::: Ausgewählter Auszug

Was ist Ihnen passiert? Ich bin von einem TV-Produzenten sexuell belästigt und unsittlich berührt worden, da waren andere dabei, die das mitkriegten, hat ihn nicht gestört.

Wie haben Sie reagiert? Ich habe einen Anwalt eingeschaltet und erreicht, dass er 5000 Euro an ein Frauenhaus zahlen musste.

Sind Sie damit an die Öffentlichkeit getreten? Nein. Ich hatte Sorge, nicht ohne Schaden aus der Sache rauszukommen. Zum Glück gibt es diese mutigen Frauen, die die MeToo-Welle ausgelöst haben. Dadurch hat sich vieles geändert. Der Mann produziert immer noch, ich habe ihn glücklicherweise nie mehr getroffen.

Vor vier Jahren hatten Sie mit Ihrer Autobiografie „Mittlere Reife“ großen Erfolg, das Buch landete auf der Spiegel-Bestsellerliste... Ich schreibe jetzt wieder. Das ist ja der Vorteil der Corona-Zeit, dass dafür Zeit ist. Das Buch wird wieder autobiografisch.

Das ist Isabel Varell

Isabel Varell (geboren am 31. Juli 1961 als Isabel Wehmann in Kempen) wurde nach der Mittleren Reife vom Luisen-Gymnasium Düsseldorf verwiesen.

1981 kam ihre erste Single „Ich kämpf’ um dich“ auf den Markt. 1984 gab es die „Goldene Europa“ für „Verträumt“. 2009 in der ARD-Soap „Rote Rosen“ zu sehen und von 2010 bis 2011 in der ZDF-Serie „Lena – Liebe meines Herzens“.

Seit Mai 2018 ist sie Moderatorin des ARD-Service-Magazins „Live nach neun“. Verheiratet ist sie seit 2015 mit TV-Produzenten Pit Weyrich (71). Die beiden leben in der Kölner Südstadt.

::::::

Übertragen Sie aus dem Interview mit Isabel Varell den Abschnitt von „1981 kam ihre“ bis einschließlich „der Kölner Südstadt.“ wortgetreu.

::: Datensatz

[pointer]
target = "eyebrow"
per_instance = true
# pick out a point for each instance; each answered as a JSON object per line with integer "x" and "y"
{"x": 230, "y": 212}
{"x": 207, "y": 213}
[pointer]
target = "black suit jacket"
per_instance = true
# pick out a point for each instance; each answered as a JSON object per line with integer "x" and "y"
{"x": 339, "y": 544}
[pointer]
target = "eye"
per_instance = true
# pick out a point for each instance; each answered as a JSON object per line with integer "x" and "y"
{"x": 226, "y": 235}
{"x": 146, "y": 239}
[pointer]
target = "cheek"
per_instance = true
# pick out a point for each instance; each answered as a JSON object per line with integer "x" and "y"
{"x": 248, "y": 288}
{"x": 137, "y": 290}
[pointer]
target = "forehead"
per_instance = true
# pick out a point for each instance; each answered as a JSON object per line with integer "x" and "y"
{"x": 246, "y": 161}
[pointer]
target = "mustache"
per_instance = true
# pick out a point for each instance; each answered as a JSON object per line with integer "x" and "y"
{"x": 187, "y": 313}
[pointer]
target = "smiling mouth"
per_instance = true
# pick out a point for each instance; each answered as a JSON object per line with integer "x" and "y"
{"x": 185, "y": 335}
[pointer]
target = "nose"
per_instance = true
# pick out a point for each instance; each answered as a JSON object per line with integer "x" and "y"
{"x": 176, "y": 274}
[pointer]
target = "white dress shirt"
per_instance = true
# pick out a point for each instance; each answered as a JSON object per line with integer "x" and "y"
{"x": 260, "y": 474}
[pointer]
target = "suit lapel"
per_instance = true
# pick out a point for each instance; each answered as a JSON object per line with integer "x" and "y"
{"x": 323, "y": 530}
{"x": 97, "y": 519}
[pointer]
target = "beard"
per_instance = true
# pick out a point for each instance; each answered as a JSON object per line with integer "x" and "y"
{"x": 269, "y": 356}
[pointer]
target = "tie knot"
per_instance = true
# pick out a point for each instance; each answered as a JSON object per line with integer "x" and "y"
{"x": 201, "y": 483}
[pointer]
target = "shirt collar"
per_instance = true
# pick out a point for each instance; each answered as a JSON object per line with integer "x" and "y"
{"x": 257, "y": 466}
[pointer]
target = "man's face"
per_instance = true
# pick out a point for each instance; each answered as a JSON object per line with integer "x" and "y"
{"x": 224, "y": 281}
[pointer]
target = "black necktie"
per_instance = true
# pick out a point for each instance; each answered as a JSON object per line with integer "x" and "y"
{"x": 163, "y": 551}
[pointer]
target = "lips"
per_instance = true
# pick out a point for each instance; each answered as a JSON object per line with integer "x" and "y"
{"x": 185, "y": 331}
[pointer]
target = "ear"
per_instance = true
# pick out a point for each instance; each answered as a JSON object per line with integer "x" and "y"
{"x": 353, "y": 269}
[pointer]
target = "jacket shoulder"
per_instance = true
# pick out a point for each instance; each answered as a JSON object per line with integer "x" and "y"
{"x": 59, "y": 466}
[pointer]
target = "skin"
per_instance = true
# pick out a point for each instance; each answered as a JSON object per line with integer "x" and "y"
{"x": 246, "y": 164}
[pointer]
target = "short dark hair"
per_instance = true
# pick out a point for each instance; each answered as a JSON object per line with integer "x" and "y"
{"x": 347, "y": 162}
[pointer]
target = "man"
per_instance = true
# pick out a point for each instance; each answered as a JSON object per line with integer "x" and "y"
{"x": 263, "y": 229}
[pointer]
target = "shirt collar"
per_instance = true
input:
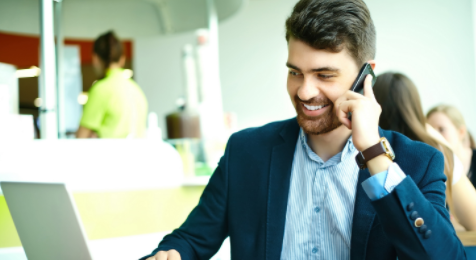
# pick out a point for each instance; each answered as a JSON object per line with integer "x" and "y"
{"x": 346, "y": 153}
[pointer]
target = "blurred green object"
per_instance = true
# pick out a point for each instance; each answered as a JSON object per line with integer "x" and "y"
{"x": 193, "y": 156}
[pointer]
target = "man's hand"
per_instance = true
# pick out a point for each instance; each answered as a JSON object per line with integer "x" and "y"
{"x": 365, "y": 115}
{"x": 166, "y": 255}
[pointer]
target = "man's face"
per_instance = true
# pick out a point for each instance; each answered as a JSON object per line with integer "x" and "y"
{"x": 316, "y": 79}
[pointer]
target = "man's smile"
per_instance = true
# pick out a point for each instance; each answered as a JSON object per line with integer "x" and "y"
{"x": 313, "y": 111}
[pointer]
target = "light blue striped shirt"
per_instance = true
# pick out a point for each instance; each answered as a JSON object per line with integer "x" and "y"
{"x": 321, "y": 202}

::::::

Lösung -
1981 kam ihre erste Single „Ich kämpf’ um dich“ auf den Markt. 1984 gab es die „Goldene Europa“ für „Verträumt“. 2009 in der ARD-Soap „Rote Rosen“ zu sehen und von 2010 bis 2011 in der ZDF-Serie „Lena – Liebe meines Herzens“.

Seit Mai 2018 ist sie Moderatorin des ARD-Service-Magazins „Live nach neun“. Verheiratet ist sie seit 2015 mit TV-Produzenten Pit Weyrich (71). Die beiden leben in der Kölner Südstadt.